■ Written problem:
Repeat the material below word for word and leave out all pictures.

####

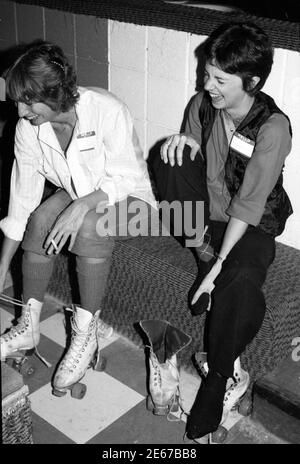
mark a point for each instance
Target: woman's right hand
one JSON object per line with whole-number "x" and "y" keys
{"x": 2, "y": 279}
{"x": 177, "y": 143}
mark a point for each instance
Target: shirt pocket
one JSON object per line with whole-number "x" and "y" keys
{"x": 92, "y": 164}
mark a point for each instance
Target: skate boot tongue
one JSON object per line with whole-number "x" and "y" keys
{"x": 82, "y": 318}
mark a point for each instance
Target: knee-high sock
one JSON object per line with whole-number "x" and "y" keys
{"x": 37, "y": 270}
{"x": 92, "y": 276}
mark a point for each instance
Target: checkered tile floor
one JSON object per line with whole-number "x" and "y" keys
{"x": 113, "y": 410}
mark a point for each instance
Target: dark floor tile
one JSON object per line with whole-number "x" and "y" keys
{"x": 126, "y": 363}
{"x": 44, "y": 433}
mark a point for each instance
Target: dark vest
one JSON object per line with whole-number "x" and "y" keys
{"x": 278, "y": 206}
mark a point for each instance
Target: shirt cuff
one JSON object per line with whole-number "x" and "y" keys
{"x": 249, "y": 212}
{"x": 12, "y": 228}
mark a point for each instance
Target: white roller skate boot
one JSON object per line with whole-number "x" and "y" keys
{"x": 25, "y": 336}
{"x": 236, "y": 390}
{"x": 165, "y": 342}
{"x": 83, "y": 353}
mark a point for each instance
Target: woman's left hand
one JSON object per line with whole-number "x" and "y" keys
{"x": 67, "y": 225}
{"x": 207, "y": 284}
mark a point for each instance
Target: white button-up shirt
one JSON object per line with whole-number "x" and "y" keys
{"x": 104, "y": 153}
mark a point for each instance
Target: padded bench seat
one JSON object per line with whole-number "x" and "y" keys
{"x": 16, "y": 411}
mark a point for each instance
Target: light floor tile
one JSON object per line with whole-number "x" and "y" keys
{"x": 54, "y": 328}
{"x": 6, "y": 320}
{"x": 105, "y": 401}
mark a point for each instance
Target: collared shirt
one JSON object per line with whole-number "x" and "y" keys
{"x": 272, "y": 146}
{"x": 104, "y": 153}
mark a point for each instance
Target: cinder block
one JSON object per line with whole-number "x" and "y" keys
{"x": 129, "y": 86}
{"x": 127, "y": 45}
{"x": 167, "y": 51}
{"x": 91, "y": 73}
{"x": 196, "y": 66}
{"x": 91, "y": 38}
{"x": 166, "y": 101}
{"x": 8, "y": 26}
{"x": 59, "y": 29}
{"x": 29, "y": 23}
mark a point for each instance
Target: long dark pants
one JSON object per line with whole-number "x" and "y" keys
{"x": 238, "y": 303}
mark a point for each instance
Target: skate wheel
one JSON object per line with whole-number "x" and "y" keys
{"x": 149, "y": 403}
{"x": 26, "y": 369}
{"x": 58, "y": 392}
{"x": 175, "y": 405}
{"x": 78, "y": 391}
{"x": 245, "y": 407}
{"x": 219, "y": 436}
{"x": 101, "y": 364}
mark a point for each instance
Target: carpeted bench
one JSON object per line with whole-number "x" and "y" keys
{"x": 150, "y": 277}
{"x": 16, "y": 411}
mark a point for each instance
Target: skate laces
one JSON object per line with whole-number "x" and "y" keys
{"x": 79, "y": 342}
{"x": 21, "y": 326}
{"x": 104, "y": 330}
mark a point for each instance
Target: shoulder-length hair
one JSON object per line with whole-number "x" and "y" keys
{"x": 243, "y": 49}
{"x": 43, "y": 74}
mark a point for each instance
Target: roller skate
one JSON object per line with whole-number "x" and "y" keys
{"x": 165, "y": 342}
{"x": 84, "y": 352}
{"x": 235, "y": 397}
{"x": 21, "y": 341}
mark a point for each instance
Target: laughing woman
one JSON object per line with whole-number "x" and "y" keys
{"x": 231, "y": 157}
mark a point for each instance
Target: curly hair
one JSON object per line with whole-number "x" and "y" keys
{"x": 243, "y": 49}
{"x": 43, "y": 74}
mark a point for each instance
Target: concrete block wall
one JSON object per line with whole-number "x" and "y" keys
{"x": 153, "y": 70}
{"x": 84, "y": 39}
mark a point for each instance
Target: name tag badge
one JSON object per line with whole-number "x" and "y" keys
{"x": 242, "y": 144}
{"x": 86, "y": 141}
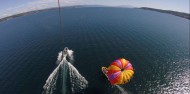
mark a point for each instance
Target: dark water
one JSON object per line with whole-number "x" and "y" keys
{"x": 157, "y": 44}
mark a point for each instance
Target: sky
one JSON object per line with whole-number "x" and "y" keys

####

■ Completed task:
mark a point for each instance
Target: woman's right hand
one JSON object per line with whole-number "x" and "y" keys
{"x": 2, "y": 279}
{"x": 177, "y": 143}
mark a point for each instance
Target: shirt pocket
one JSON object per line with whole-number "x" and "y" keys
{"x": 92, "y": 164}
mark a point for each instance
Target: skate boot tongue
one JSON object per line with whole-number "x" and "y" keys
{"x": 82, "y": 318}
mark a point for each instance
Target: knee-high sock
one JSON object per line with whole-number "x" and "y" keys
{"x": 37, "y": 270}
{"x": 92, "y": 276}
mark a point for each instance
Target: checkered tile floor
one JSON object per line with whole-number "x" and "y" keys
{"x": 113, "y": 410}
mark a point for each instance
Target: dark floor tile
one JSON object per line with whole-number "x" and "y" keys
{"x": 126, "y": 363}
{"x": 44, "y": 433}
mark a point for each instance
Target: dark vest
one JSON object per line with whole-number "x" and "y" keys
{"x": 278, "y": 206}
mark a point for each instance
Target: shirt cuff
one JSON object per line with whole-number "x" and "y" keys
{"x": 249, "y": 212}
{"x": 12, "y": 228}
mark a point for each instance
Target: white roller skate boot
one JSON object per line with whole-number "x" and "y" keys
{"x": 25, "y": 336}
{"x": 236, "y": 390}
{"x": 165, "y": 342}
{"x": 83, "y": 353}
mark a point for each instance
Target: woman's left hand
one JSON object per line with whole-number "x" and "y" keys
{"x": 67, "y": 225}
{"x": 207, "y": 284}
mark a point for each instance
Target: white button-up shirt
one JSON object per line with whole-number "x" and "y" keys
{"x": 104, "y": 153}
mark a point for each instance
Target: padded bench seat
one JSON object per line with whole-number "x" and "y" keys
{"x": 16, "y": 411}
mark a point for each instance
Target: light floor tile
one JSON object per line with whole-number "x" and "y" keys
{"x": 54, "y": 328}
{"x": 6, "y": 320}
{"x": 105, "y": 401}
mark a point for each instance
Target: collared shirt
one JSON object per line with whole-number "x" and "y" keys
{"x": 272, "y": 146}
{"x": 104, "y": 153}
mark a point for each instance
Target: cinder block
one JSON object per line with whole-number "x" and "y" keys
{"x": 129, "y": 86}
{"x": 127, "y": 45}
{"x": 167, "y": 51}
{"x": 91, "y": 73}
{"x": 196, "y": 66}
{"x": 91, "y": 38}
{"x": 166, "y": 101}
{"x": 8, "y": 26}
{"x": 59, "y": 29}
{"x": 29, "y": 23}
mark a point for each instance
Target: long dark pants
one JSON object per line with whole-number "x" and "y" keys
{"x": 238, "y": 303}
mark a point for each instance
Target: skate wheel
one JSON object per line with whole-number "x" and "y" keys
{"x": 149, "y": 403}
{"x": 26, "y": 369}
{"x": 58, "y": 392}
{"x": 175, "y": 405}
{"x": 78, "y": 391}
{"x": 245, "y": 407}
{"x": 219, "y": 436}
{"x": 101, "y": 364}
mark a point for each instance
Target: carpeted bench
one JSON object per line with whole-number "x" and "y" keys
{"x": 150, "y": 277}
{"x": 16, "y": 411}
mark a point for each instance
Target: skate laces
one JSON object per line with whole-number "x" and "y" keys
{"x": 79, "y": 342}
{"x": 21, "y": 326}
{"x": 104, "y": 330}
mark a point for each instance
Target: shoulder-length hair
one JSON object per line with whole-number "x" and "y" keys
{"x": 243, "y": 49}
{"x": 43, "y": 74}
mark a point for each instance
Target: roller skate
one JSON object per line with whole-number "x" and "y" keys
{"x": 165, "y": 342}
{"x": 84, "y": 352}
{"x": 235, "y": 397}
{"x": 21, "y": 341}
mark a point for each instance
Target: laughing woman
one JSON object per line with whole-number "x" and "y" keys
{"x": 231, "y": 157}
mark a point for each instance
Target: curly hair
one JSON object per line with whole-number "x" and "y" keys
{"x": 243, "y": 49}
{"x": 43, "y": 74}
mark a point for each instance
Target: concrete block wall
one JSON object per line with whole-number "x" and "y" keys
{"x": 153, "y": 70}
{"x": 84, "y": 39}
mark a point for each instance
Target: name tag badge
one JSON object per line with whole-number "x" and "y" keys
{"x": 242, "y": 144}
{"x": 86, "y": 141}
mark a point for each instance
Target: dark water
one JSON object per line with whole-number "x" and "y" keys
{"x": 157, "y": 44}
mark a point for each instance
Target: sky
one JSON object per line with whole-number "x" and "y" keys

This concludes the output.